*** Opening of EXCERPTED DATA ***
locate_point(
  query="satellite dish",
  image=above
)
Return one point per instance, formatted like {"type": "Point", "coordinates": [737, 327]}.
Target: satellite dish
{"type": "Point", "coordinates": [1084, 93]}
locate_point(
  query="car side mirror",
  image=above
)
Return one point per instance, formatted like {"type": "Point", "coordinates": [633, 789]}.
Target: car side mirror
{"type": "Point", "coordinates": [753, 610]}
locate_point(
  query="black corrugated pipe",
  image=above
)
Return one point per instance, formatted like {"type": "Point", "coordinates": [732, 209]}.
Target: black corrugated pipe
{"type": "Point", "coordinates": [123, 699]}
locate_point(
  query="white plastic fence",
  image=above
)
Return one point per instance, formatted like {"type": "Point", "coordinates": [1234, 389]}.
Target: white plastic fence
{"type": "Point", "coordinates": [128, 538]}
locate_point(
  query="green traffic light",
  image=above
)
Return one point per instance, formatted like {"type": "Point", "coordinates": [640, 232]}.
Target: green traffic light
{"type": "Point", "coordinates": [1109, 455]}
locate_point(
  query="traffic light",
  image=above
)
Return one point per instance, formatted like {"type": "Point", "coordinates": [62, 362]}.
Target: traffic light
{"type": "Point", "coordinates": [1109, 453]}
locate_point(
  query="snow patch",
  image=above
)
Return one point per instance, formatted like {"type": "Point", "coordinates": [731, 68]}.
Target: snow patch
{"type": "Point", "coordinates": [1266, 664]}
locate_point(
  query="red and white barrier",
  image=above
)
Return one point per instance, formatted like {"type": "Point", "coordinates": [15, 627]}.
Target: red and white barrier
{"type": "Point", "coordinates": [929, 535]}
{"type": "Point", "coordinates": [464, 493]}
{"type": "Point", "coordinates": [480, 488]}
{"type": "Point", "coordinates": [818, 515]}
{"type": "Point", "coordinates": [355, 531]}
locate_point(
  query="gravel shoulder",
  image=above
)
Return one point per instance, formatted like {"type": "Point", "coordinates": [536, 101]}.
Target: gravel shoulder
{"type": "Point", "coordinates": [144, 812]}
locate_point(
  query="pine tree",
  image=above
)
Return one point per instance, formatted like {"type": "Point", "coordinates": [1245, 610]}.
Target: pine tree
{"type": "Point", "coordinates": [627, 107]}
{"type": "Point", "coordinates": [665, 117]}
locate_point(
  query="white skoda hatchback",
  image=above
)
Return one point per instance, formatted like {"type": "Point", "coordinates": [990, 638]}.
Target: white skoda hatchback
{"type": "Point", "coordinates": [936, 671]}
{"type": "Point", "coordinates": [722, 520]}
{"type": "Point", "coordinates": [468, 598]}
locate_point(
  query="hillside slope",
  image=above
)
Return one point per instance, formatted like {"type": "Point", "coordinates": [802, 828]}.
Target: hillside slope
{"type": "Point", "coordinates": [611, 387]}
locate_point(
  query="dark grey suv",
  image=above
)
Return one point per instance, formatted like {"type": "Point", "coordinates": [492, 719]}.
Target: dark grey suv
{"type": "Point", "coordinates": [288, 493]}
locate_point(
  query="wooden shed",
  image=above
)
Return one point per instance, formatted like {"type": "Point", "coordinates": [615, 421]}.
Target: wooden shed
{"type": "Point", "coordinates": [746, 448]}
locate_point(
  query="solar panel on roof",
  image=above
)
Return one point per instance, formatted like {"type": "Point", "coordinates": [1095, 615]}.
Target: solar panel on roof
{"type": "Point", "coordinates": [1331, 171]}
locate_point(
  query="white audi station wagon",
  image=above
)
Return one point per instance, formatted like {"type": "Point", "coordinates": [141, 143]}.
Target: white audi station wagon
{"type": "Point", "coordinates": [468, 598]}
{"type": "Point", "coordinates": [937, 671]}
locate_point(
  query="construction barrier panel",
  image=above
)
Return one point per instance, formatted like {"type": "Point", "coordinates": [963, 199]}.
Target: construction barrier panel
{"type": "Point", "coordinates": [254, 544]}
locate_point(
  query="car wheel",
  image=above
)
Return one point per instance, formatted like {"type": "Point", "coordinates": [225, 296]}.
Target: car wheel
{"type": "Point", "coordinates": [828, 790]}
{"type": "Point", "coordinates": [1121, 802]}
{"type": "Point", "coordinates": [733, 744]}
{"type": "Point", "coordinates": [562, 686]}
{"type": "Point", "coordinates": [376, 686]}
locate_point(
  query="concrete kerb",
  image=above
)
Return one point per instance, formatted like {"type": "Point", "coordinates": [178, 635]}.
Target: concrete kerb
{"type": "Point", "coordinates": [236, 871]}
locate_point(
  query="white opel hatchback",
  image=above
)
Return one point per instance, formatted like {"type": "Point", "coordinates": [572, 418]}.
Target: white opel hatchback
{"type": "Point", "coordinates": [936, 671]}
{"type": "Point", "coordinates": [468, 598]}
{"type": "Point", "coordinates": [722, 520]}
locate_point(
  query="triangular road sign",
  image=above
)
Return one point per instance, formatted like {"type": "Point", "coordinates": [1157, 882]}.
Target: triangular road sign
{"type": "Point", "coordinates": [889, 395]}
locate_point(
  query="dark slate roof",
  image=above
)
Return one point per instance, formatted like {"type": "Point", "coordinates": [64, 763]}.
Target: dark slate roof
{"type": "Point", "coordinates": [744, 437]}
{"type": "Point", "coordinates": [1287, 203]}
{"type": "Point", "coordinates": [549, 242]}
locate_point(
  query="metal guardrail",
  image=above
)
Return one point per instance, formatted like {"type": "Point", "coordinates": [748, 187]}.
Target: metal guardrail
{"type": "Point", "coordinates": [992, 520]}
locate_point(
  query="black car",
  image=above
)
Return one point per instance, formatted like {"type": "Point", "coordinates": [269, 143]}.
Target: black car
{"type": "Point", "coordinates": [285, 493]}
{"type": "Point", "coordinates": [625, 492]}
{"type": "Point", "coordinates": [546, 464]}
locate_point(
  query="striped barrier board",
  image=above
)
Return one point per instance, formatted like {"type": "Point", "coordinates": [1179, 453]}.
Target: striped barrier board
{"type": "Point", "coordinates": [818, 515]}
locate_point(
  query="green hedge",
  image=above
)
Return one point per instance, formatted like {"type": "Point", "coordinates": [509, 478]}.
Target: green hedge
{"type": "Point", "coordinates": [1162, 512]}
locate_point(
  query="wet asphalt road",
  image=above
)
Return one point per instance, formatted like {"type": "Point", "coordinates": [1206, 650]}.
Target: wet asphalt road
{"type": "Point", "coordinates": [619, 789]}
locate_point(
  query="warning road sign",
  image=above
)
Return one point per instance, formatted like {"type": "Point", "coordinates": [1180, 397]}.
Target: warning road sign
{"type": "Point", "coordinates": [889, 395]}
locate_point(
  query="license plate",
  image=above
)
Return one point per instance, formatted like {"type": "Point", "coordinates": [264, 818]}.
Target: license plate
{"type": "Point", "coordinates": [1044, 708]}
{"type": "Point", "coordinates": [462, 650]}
*** Close of EXCERPTED DATA ***
ACTION ITEM »
Copy the records above, keeping each line identical.

EXERCISE OUTPUT »
locate_point(
  query="satellite dish",
  image=above
)
Return one point per instance, formatted like {"type": "Point", "coordinates": [737, 327]}.
Target: satellite dish
{"type": "Point", "coordinates": [1084, 93]}
locate_point(
  query="car side mirror",
  image=above
)
Return one point per instance, formatted like {"type": "Point", "coordinates": [633, 789]}.
Target: car side mirror
{"type": "Point", "coordinates": [753, 610]}
locate_point(
  query="black corrugated pipe",
  image=above
)
Return one point per instance, formatted like {"type": "Point", "coordinates": [732, 209]}.
Target: black corrugated pipe
{"type": "Point", "coordinates": [123, 699]}
locate_point(
  query="white plastic fence",
  image=above
)
Return one point per instance, formatted like {"type": "Point", "coordinates": [1234, 389]}.
Target: white plastic fence
{"type": "Point", "coordinates": [128, 538]}
locate_point(
  query="green traffic light",
  image=above
)
Return one point per instance, formatted like {"type": "Point", "coordinates": [640, 232]}.
Target: green traffic light
{"type": "Point", "coordinates": [1109, 455]}
locate_point(
  query="traffic light",
  image=above
)
Return one point per instance, formatted like {"type": "Point", "coordinates": [62, 362]}.
Target: traffic light
{"type": "Point", "coordinates": [1109, 453]}
locate_point(
  query="snow patch",
  image=above
)
Return one point per instance, formatted like {"type": "Point", "coordinates": [731, 68]}.
Target: snow patch
{"type": "Point", "coordinates": [1266, 664]}
locate_point(
  query="red and white barrier",
  image=above
)
Return one point per instance, formatted like {"type": "Point", "coordinates": [15, 627]}.
Target: red and white barrier
{"type": "Point", "coordinates": [929, 535]}
{"type": "Point", "coordinates": [464, 493]}
{"type": "Point", "coordinates": [480, 488]}
{"type": "Point", "coordinates": [818, 515]}
{"type": "Point", "coordinates": [355, 531]}
locate_point(
  query="gravel shoulder",
  image=above
)
Return one point per instance, formatted like {"type": "Point", "coordinates": [536, 101]}.
Target: gravel shoulder
{"type": "Point", "coordinates": [144, 812]}
locate_point(
  query="pine tree",
  image=above
)
Return one point per instance, formatted like {"type": "Point", "coordinates": [1245, 610]}.
Target: pine tree
{"type": "Point", "coordinates": [627, 107]}
{"type": "Point", "coordinates": [665, 117]}
locate_point(
  query="white skoda hatchback",
  image=above
)
Return one point per instance, formatted like {"type": "Point", "coordinates": [990, 638]}.
Target: white skoda hatchback
{"type": "Point", "coordinates": [936, 671]}
{"type": "Point", "coordinates": [722, 520]}
{"type": "Point", "coordinates": [468, 598]}
locate_point(
  query="hillside slope",
  image=above
)
Return one point per instance, formatted like {"type": "Point", "coordinates": [802, 828]}.
Target: hillside slope
{"type": "Point", "coordinates": [611, 387]}
locate_point(
  query="dark grey suv",
  image=above
)
Return one point per instance, formatted like {"type": "Point", "coordinates": [492, 719]}.
Target: dark grey suv
{"type": "Point", "coordinates": [288, 493]}
locate_point(
  query="wooden shed",
  image=above
)
Return one point per instance, formatted like {"type": "Point", "coordinates": [615, 421]}.
Target: wooden shed
{"type": "Point", "coordinates": [746, 448]}
locate_point(
  query="solar panel on roof",
  image=above
)
Return one point per instance, formatted like {"type": "Point", "coordinates": [1095, 615]}.
Target: solar panel on roof
{"type": "Point", "coordinates": [1331, 171]}
locate_point(
  query="white audi station wagon",
  image=above
)
Return one point per instance, formatted like {"type": "Point", "coordinates": [141, 143]}.
Target: white audi station wagon
{"type": "Point", "coordinates": [468, 598]}
{"type": "Point", "coordinates": [937, 671]}
locate_point(
  query="construction barrier panel",
  image=above
)
Return one point per instance, formatted like {"type": "Point", "coordinates": [963, 199]}.
Target: construction barrier panel
{"type": "Point", "coordinates": [254, 544]}
locate_point(
  query="car wheel",
  image=above
)
Return one point per instance, formatted like {"type": "Point", "coordinates": [225, 296]}.
Target: car wheel
{"type": "Point", "coordinates": [828, 790]}
{"type": "Point", "coordinates": [1121, 802]}
{"type": "Point", "coordinates": [733, 744]}
{"type": "Point", "coordinates": [562, 686]}
{"type": "Point", "coordinates": [376, 686]}
locate_point(
  query="concrete kerb",
  image=above
)
Return one point per instance, formatted like {"type": "Point", "coordinates": [178, 635]}.
Target: concrete kerb
{"type": "Point", "coordinates": [236, 871]}
locate_point(
  query="white opel hatchback",
  image=above
)
Return one point per instance, formatted like {"type": "Point", "coordinates": [572, 418]}.
Target: white opel hatchback
{"type": "Point", "coordinates": [936, 671]}
{"type": "Point", "coordinates": [468, 598]}
{"type": "Point", "coordinates": [722, 520]}
locate_point(
  query="triangular road sign",
  image=above
)
Return one point per instance, formatted like {"type": "Point", "coordinates": [1157, 882]}.
Target: triangular road sign
{"type": "Point", "coordinates": [889, 395]}
locate_point(
  query="dark slate roof",
  image=above
)
Return one point per instance, formatted like {"type": "Point", "coordinates": [64, 763]}.
Target: dark slate roof
{"type": "Point", "coordinates": [744, 437]}
{"type": "Point", "coordinates": [1287, 203]}
{"type": "Point", "coordinates": [549, 242]}
locate_point(
  query="metal guardrail",
  image=above
)
Return one point per instance, formatted like {"type": "Point", "coordinates": [748, 187]}.
Target: metal guardrail
{"type": "Point", "coordinates": [992, 520]}
locate_point(
  query="black car",
  image=above
)
Return one point per instance, formatted like {"type": "Point", "coordinates": [269, 143]}.
Target: black car
{"type": "Point", "coordinates": [285, 493]}
{"type": "Point", "coordinates": [625, 492]}
{"type": "Point", "coordinates": [546, 464]}
locate_point(
  query="striped barrier board",
  image=above
)
Return one point per instance, formatted like {"type": "Point", "coordinates": [1179, 453]}.
Target: striped barrier board
{"type": "Point", "coordinates": [818, 515]}
locate_point(
  query="green hedge",
  image=above
)
Return one point per instance, formatted like {"type": "Point", "coordinates": [509, 478]}.
Target: green hedge
{"type": "Point", "coordinates": [1162, 512]}
locate_point(
  query="wet asphalt road",
  image=above
)
Return one point per instance, formatted like {"type": "Point", "coordinates": [1206, 650]}.
Target: wet asphalt road
{"type": "Point", "coordinates": [619, 789]}
locate_point(
  query="warning road sign",
  image=above
)
Return one point per instance, formatted like {"type": "Point", "coordinates": [1180, 397]}.
Target: warning road sign
{"type": "Point", "coordinates": [889, 395]}
locate_point(
  query="license plate",
  image=above
)
Return one point per instance, formatted like {"type": "Point", "coordinates": [264, 818]}.
Target: license plate
{"type": "Point", "coordinates": [1044, 708]}
{"type": "Point", "coordinates": [462, 650]}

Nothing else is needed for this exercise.